• **DIRECTIONS**: Beginning with the line below that contains "For each instance of the reflective stripe on pants, drop" and ending with the line that contains "[[662, 636]]", copy every line exactly. Copy nothing else.

· · ·

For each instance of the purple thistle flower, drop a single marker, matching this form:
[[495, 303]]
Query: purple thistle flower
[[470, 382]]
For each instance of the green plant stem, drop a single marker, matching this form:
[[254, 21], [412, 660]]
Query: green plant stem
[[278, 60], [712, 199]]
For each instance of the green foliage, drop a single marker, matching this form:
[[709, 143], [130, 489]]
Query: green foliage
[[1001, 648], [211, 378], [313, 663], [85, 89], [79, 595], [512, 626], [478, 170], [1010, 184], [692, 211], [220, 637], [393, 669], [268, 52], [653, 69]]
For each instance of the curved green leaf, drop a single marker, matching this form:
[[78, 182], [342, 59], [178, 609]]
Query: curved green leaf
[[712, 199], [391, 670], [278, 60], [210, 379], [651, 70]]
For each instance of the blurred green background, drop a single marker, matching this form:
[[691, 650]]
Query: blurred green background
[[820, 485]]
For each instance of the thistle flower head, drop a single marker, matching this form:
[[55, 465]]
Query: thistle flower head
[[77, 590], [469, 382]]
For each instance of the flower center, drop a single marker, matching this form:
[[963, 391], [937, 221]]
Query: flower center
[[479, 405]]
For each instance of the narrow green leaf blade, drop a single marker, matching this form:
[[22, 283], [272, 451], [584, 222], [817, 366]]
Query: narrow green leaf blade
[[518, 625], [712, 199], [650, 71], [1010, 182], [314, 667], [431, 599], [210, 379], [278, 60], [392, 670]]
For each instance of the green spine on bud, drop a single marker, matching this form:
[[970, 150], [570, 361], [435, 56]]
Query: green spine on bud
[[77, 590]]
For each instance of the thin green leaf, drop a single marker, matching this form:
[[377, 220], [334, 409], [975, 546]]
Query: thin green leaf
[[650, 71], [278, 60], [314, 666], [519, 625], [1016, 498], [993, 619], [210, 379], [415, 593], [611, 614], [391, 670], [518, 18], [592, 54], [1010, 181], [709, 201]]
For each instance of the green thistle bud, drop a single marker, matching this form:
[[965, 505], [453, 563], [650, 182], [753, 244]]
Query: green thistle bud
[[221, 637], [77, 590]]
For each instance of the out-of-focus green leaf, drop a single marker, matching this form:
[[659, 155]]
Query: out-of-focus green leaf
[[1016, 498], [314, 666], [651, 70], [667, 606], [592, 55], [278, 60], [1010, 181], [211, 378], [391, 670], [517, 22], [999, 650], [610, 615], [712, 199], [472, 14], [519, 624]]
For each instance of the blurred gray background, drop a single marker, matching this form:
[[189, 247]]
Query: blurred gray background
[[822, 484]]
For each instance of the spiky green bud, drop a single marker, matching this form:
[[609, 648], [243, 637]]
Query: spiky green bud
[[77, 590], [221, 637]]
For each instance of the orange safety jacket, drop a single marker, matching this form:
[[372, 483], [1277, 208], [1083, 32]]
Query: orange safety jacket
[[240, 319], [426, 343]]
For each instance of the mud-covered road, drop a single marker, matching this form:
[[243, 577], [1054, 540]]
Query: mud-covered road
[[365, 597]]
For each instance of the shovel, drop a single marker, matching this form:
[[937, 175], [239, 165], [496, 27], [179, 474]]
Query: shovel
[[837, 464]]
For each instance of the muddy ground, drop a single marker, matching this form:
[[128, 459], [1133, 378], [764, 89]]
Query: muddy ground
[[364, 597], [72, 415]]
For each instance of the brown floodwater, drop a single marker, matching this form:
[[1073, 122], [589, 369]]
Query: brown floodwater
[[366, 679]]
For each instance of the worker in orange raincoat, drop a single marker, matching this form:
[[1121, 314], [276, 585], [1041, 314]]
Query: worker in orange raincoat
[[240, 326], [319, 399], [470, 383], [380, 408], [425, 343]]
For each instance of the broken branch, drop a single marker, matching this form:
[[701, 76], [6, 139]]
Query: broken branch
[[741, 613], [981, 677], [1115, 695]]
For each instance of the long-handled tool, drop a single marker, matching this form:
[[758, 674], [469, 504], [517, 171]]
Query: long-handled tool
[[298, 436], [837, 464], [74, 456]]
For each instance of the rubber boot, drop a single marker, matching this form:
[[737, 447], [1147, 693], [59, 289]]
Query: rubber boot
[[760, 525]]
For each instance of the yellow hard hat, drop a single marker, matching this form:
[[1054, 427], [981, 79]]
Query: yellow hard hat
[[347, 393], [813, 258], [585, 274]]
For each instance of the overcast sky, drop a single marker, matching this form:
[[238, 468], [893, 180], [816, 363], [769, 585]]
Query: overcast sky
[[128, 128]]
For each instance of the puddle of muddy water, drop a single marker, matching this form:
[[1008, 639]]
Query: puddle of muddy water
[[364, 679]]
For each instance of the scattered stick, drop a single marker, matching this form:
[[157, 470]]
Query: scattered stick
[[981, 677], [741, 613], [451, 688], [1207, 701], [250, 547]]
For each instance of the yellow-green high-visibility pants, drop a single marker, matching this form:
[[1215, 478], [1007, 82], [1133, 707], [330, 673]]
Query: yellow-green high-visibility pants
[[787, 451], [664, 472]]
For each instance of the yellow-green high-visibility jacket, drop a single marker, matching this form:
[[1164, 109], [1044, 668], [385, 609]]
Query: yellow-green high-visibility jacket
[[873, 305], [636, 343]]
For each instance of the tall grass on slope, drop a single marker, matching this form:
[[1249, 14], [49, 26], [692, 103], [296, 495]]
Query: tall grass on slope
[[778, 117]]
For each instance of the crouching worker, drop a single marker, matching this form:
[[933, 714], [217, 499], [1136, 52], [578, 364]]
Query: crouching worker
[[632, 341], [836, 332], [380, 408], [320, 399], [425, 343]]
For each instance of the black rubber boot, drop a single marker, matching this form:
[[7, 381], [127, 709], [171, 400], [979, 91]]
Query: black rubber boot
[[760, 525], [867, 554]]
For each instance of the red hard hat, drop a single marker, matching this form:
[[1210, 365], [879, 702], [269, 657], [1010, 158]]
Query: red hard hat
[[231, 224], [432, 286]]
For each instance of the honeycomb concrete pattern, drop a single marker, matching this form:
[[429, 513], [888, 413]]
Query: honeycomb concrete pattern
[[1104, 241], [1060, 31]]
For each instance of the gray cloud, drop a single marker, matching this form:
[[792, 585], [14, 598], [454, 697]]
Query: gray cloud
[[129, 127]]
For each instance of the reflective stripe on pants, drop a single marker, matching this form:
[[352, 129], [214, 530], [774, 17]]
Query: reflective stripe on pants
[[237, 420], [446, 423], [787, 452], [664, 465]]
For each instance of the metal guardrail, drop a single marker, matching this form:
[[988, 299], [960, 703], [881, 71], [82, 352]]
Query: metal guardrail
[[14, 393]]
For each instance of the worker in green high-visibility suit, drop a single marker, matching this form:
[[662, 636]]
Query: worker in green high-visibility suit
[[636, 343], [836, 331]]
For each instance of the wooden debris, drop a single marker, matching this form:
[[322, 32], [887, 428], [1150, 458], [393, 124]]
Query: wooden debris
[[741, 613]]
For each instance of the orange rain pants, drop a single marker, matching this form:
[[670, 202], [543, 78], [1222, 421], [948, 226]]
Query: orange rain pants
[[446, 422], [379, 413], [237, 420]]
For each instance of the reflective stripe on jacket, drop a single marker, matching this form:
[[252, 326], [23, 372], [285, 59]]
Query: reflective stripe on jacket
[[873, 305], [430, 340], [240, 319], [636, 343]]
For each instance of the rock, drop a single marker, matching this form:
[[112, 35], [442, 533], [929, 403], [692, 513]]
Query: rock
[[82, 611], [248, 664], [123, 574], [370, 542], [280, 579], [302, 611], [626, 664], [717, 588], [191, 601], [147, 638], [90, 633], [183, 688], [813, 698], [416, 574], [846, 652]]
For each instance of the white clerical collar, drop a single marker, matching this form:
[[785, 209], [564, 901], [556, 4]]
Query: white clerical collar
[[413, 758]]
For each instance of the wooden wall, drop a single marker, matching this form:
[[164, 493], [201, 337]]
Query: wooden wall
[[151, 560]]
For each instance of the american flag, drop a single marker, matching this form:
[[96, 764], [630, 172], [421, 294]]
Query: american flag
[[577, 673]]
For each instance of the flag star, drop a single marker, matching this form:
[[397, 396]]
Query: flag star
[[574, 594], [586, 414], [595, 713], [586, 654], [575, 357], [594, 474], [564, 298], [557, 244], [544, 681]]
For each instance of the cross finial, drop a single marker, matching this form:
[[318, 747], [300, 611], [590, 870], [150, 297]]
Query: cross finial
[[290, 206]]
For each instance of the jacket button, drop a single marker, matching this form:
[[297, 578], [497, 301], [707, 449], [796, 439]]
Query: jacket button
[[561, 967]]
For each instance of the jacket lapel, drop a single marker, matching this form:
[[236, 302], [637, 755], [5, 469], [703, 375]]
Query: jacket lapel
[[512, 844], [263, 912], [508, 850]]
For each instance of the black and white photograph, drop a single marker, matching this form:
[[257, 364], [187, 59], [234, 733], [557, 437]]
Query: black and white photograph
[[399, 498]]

· · ·

• **EXERCISE RESULT**:
For each instance of the reflective stripe on pants, drop a single marker, matching this form:
[[352, 129], [214, 530], [774, 17]]
Query: reflective stripe on pants
[[237, 420], [446, 423], [787, 452], [664, 465]]
For each instance of the metal guardrail, drop a single marker, matching this form:
[[988, 299], [960, 703], [881, 71], [82, 352]]
Query: metal guardrail
[[14, 393]]
For each instance of the worker in green high-visibility suit, drop a single marker, matching this form:
[[662, 636]]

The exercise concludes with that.